*Work to do*:
Reproduce all of the records exactly.

*Extracted information*:
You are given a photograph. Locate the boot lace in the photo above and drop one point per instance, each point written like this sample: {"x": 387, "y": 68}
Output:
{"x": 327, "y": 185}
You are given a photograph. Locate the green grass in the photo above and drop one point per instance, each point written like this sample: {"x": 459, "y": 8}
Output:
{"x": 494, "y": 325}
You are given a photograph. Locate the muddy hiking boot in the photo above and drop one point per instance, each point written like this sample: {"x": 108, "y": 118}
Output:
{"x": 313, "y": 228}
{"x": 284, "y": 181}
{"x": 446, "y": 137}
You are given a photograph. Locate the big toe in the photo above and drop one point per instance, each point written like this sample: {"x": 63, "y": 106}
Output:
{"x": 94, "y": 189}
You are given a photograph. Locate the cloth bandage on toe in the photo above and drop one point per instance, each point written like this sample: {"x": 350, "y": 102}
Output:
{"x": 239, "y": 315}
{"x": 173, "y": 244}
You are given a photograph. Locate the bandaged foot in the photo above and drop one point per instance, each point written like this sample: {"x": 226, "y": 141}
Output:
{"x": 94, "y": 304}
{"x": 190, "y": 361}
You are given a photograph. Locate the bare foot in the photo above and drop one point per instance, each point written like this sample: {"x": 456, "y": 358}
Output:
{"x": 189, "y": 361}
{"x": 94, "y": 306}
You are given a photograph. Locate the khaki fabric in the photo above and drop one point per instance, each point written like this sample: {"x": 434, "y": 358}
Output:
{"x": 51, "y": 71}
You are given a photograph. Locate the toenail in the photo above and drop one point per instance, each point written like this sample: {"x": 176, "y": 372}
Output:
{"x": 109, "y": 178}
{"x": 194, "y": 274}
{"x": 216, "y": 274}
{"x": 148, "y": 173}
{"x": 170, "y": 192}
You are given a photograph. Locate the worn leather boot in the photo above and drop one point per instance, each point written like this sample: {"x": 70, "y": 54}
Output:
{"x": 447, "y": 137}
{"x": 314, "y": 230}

*Solution*:
You are given a photograph. Locate the boot lace in the photo above and drop one point per instance, each point written like this sample: {"x": 387, "y": 68}
Output:
{"x": 327, "y": 185}
You are given a photograph. Locate the green grass in the photo above and drop one point per instance, each point written like this sample: {"x": 459, "y": 8}
Output:
{"x": 494, "y": 325}
You are given a photograph. Locate the muddy hiking boot in the photo above and drop one point per instance, each point written like this sample: {"x": 108, "y": 118}
Output:
{"x": 313, "y": 228}
{"x": 284, "y": 181}
{"x": 446, "y": 137}
You are given a photograph. Locate the big toe in the photo above and drop one point per instance, each point written like this sample: {"x": 63, "y": 106}
Output:
{"x": 94, "y": 189}
You are given a photograph. Locate the cloth bandage on toe in the photo above and drop one point per instance, each point written like this sample: {"x": 350, "y": 102}
Output:
{"x": 239, "y": 315}
{"x": 173, "y": 244}
You are given a photograph. Locate the bandaged foot in the photo above and drop one point per instance, each point written like this sample: {"x": 226, "y": 141}
Output:
{"x": 94, "y": 304}
{"x": 190, "y": 361}
You are given a photograph. Locate the bare foot in the photo above and drop one point per instance, each point written like this sample: {"x": 456, "y": 358}
Output:
{"x": 189, "y": 361}
{"x": 94, "y": 306}
You are given a photograph. Locate the khaki fabric in the photo above and drop one point per instance, each point written like this sample: {"x": 434, "y": 358}
Output:
{"x": 51, "y": 71}
You are given a photograph. Locate the toenail in the photo above and drop one point per instance, each point written like this sample: {"x": 176, "y": 372}
Output:
{"x": 109, "y": 178}
{"x": 194, "y": 274}
{"x": 216, "y": 274}
{"x": 148, "y": 173}
{"x": 170, "y": 192}
You are given a photograph. Locate the worn leather boot in the photo above and drop one point per instance, each point written like this sample: {"x": 70, "y": 54}
Output:
{"x": 447, "y": 137}
{"x": 314, "y": 230}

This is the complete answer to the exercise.